____ Texte fourni

Loin de moi l’idée de vous prêter de si funestes intentions. Pourtant les résultats sont là : la population est fracturée dans des proportions alarmantes. Or l’immunité collective ne pourra être conquise que si les Français adhèrent collectivement aux objectifs de la campagne vaccinale. Je le dis et le redis au nom de l’immense majorité des écologistes : il est impératif de convaincre toute la population de la nécessité de se faire vacciner. Comme le ministre l’a dit tout à l’heure, il n’y a qu’une seule voie possible.

Pour ce faire, quand allez-vous enfin confier à l’assurance maladie la mission de mener une campagne massive de sensibilisation pour rappeler l’importance de la vaccination, souligner la sécurité des vaccins et préciser les modalités pratiques du processus ? Que prévoyez-vous pour rapprocher les plus jeunes de la vaccination ? Et surtout, quelles mesures allez-vous prendre pour enfin déployer la vaccination dans les quartiers populaires ?

________
____ Enregistrements présentés

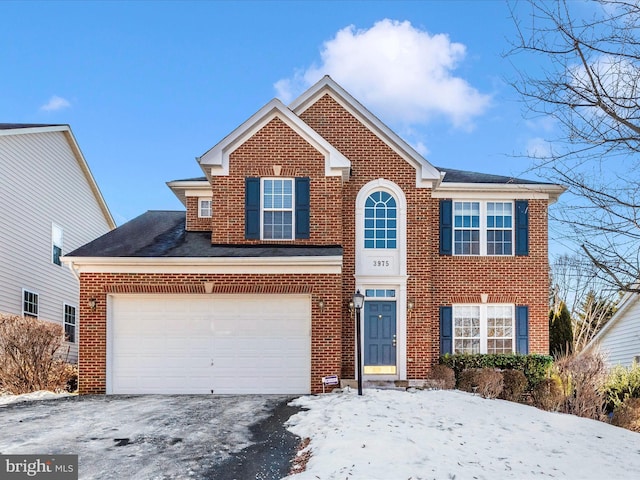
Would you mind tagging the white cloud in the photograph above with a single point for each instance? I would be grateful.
(55, 103)
(404, 74)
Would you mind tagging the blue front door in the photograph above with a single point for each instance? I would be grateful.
(380, 338)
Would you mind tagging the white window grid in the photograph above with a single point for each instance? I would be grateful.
(204, 207)
(483, 228)
(69, 322)
(30, 303)
(277, 208)
(485, 328)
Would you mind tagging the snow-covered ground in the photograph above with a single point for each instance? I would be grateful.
(442, 434)
(6, 399)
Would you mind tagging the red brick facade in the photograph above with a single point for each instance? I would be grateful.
(434, 280)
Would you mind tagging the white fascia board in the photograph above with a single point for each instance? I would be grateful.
(426, 174)
(82, 162)
(190, 188)
(498, 190)
(26, 130)
(84, 166)
(206, 265)
(215, 162)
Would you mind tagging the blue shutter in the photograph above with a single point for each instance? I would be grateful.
(522, 227)
(522, 330)
(252, 208)
(446, 227)
(302, 207)
(446, 330)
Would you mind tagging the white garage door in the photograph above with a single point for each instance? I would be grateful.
(209, 344)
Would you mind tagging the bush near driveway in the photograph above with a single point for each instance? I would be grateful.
(535, 367)
(31, 356)
(627, 415)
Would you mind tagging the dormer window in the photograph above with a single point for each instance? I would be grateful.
(277, 208)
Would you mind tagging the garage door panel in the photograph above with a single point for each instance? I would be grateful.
(196, 344)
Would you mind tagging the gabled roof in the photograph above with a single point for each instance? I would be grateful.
(16, 126)
(7, 129)
(216, 161)
(158, 233)
(461, 181)
(197, 187)
(426, 174)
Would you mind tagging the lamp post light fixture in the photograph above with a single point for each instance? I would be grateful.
(358, 302)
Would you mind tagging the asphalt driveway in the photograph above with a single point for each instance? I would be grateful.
(157, 437)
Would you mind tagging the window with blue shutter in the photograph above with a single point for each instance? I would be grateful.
(303, 201)
(522, 227)
(446, 330)
(446, 227)
(277, 208)
(522, 329)
(252, 208)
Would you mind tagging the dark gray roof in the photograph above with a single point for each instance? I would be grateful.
(452, 176)
(162, 234)
(14, 126)
(461, 176)
(195, 179)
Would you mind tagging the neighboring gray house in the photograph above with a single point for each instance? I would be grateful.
(50, 204)
(619, 339)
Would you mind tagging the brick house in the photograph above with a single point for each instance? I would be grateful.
(248, 290)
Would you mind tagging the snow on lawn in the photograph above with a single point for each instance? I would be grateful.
(6, 399)
(448, 434)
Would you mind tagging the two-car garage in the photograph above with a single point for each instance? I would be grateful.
(222, 344)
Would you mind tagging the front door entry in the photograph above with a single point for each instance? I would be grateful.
(379, 338)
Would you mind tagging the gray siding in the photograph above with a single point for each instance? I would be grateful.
(621, 342)
(42, 183)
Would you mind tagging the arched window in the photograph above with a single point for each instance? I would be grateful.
(380, 221)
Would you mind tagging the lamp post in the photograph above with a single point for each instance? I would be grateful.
(358, 302)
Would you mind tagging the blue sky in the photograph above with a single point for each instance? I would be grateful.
(148, 86)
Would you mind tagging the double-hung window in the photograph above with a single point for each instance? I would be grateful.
(204, 207)
(483, 228)
(69, 323)
(29, 304)
(483, 328)
(277, 208)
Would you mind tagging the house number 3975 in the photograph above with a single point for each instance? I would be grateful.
(381, 263)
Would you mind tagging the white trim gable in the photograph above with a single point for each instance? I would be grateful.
(215, 162)
(82, 162)
(426, 174)
(190, 188)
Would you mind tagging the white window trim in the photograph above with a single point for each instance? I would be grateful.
(483, 228)
(64, 322)
(201, 208)
(292, 209)
(483, 324)
(375, 228)
(55, 227)
(24, 312)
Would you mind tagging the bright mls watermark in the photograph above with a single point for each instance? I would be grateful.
(51, 467)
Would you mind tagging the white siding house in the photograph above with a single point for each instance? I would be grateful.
(619, 339)
(49, 205)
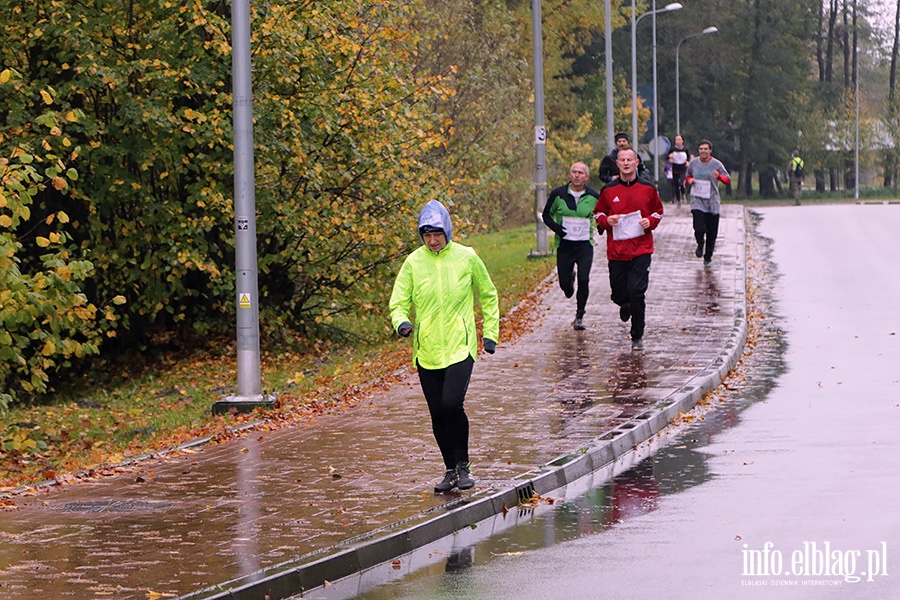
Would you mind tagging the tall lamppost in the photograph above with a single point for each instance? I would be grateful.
(634, 21)
(678, 78)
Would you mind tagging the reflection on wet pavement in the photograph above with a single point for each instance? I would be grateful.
(677, 463)
(196, 518)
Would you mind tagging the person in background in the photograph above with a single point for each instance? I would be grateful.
(629, 210)
(703, 175)
(679, 157)
(609, 170)
(440, 279)
(795, 175)
(569, 213)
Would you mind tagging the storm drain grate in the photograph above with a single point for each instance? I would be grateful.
(113, 506)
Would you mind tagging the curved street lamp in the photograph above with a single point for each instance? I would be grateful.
(678, 78)
(634, 21)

________

Selon le texte sur la campagne vaccinale, à quel organisme faudrait-il confier la mission de mener une campagne massive de sensibilisation ? Les enregistrements ne jouent ici aucun rôle.

À l'assurance maladie.